— start —

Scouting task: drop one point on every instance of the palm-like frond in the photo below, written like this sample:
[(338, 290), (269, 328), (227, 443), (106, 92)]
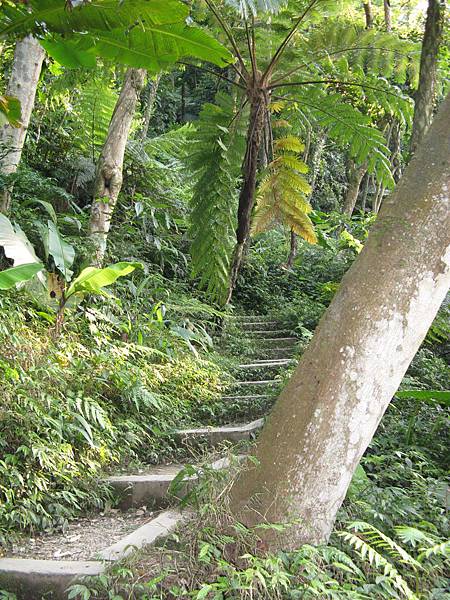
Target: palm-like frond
[(252, 7), (137, 33), (348, 127), (218, 154), (93, 109), (282, 195)]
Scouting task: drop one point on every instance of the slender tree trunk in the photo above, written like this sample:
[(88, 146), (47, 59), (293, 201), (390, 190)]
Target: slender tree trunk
[(258, 110), (355, 176), (387, 15), (110, 165), (368, 13), (293, 236), (150, 107), (26, 69), (326, 416), (314, 164), (293, 250), (424, 97), (365, 186)]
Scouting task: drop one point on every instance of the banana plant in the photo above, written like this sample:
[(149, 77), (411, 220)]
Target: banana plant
[(57, 283)]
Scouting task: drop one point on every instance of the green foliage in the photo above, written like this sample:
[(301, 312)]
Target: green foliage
[(11, 277), (216, 161), (134, 33), (283, 192), (93, 111), (10, 111)]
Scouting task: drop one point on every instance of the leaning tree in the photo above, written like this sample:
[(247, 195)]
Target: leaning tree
[(326, 416)]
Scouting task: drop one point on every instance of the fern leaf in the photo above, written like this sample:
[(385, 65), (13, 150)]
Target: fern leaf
[(216, 163)]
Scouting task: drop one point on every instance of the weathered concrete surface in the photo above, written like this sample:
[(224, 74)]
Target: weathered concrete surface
[(30, 579), (216, 435), (145, 535), (150, 489)]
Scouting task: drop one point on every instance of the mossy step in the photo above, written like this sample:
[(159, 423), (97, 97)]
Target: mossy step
[(152, 488), (252, 325), (252, 318), (255, 334), (250, 398), (261, 364), (217, 435), (271, 342), (32, 579)]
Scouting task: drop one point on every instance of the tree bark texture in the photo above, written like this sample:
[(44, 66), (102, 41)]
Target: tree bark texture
[(424, 98), (150, 107), (110, 165), (387, 15), (293, 250), (355, 176), (368, 13), (258, 114), (326, 416), (26, 69)]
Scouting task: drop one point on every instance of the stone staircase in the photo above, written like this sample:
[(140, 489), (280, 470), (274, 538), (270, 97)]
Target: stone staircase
[(255, 388)]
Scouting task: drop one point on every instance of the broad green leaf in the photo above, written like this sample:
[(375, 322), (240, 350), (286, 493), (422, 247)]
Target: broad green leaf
[(66, 53), (93, 279), (156, 46), (10, 277), (63, 253), (15, 243), (431, 396), (103, 15), (10, 111)]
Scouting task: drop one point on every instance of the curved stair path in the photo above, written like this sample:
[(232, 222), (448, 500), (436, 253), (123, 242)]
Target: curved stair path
[(30, 579)]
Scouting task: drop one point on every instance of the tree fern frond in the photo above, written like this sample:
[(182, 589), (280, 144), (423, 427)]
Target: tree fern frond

— end —

*Set exercise*.
Reproduce the records above exactly, leaving out every picture they contain.

*Reply*.
Scouting task: drop one point on every instance of the palm-like frond in the photo below, written like this sample:
[(338, 290), (269, 328), (227, 443), (106, 92)]
Target: palm-like frond
[(252, 7), (137, 33), (348, 127), (218, 154), (93, 109), (282, 195)]
Scouting task: drop one point on every instance of the slender tree trunk in the photo above, written like this sample:
[(88, 146), (47, 59), (293, 201), (390, 190)]
Target: slender tree trunk
[(258, 110), (355, 176), (387, 15), (110, 165), (368, 13), (293, 236), (150, 107), (26, 69), (326, 416), (314, 164), (293, 250), (424, 97), (365, 186)]
Scouting task: drop one point on every instance of the banana plant in the photo above, written like this sample:
[(149, 77), (411, 220)]
Target: banana plant
[(57, 283)]
Scouting task: drop one point on every instance of the green foliage in the photo above, written like this sample:
[(301, 312)]
Target: green foliage
[(11, 277), (216, 161), (134, 33), (283, 192), (93, 111), (10, 111)]
Scouting task: drop one point on every instance of the leaning tree in the photo above, written like this sample:
[(247, 195)]
Target: leaning tree
[(326, 416)]
Scouting task: drop one point on every instance of the fern leaf in the photo above, written like this sample:
[(385, 65), (13, 150)]
Target: fern leaf
[(216, 163)]
Scouting task: drop one point on every instance of the weathered concrete surface in the photo above, written like this sample:
[(224, 74)]
Target: weathered concrete surface
[(30, 579), (216, 435), (145, 535), (150, 489)]
Scouting task: drop one point on every instance of the mossy step in the photo above, written like this sample:
[(159, 423), (97, 97)]
Target: mossy step
[(152, 488), (252, 325), (252, 318), (255, 334), (250, 398), (261, 364), (217, 435), (271, 342), (32, 579)]
Scouting task: drop one point on every instance of the tree bark texture in the photo above, written like this sample:
[(44, 66), (102, 41)]
Target: tree bark texture
[(424, 98), (150, 107), (110, 165), (387, 15), (293, 250), (355, 176), (368, 13), (258, 114), (326, 416), (26, 69)]
Scouting task: drop one point on every instance of the stone staircase in the photo above, written like this sample:
[(140, 489), (280, 470), (274, 538), (270, 97)]
Target: stone staircase
[(255, 388)]
Scouting task: drop one point on every instance of the broad green leaf in the photo above, written like this sample:
[(375, 322), (240, 350), (286, 493), (422, 247)]
Target: broad green leaf
[(66, 53), (93, 279), (156, 46), (10, 277), (63, 253), (15, 243), (431, 396), (103, 15), (10, 111)]
Scouting task: drop one point on every instance of the curved stair path in the photo above, written like this sample:
[(232, 222), (448, 500), (436, 253), (123, 242)]
Target: curved stair path
[(30, 579)]
Scouting task: drop one point on every instance of the tree fern frond in the photo above, written like this sample:
[(182, 589), (280, 144), (423, 427)]
Target: tree fern frond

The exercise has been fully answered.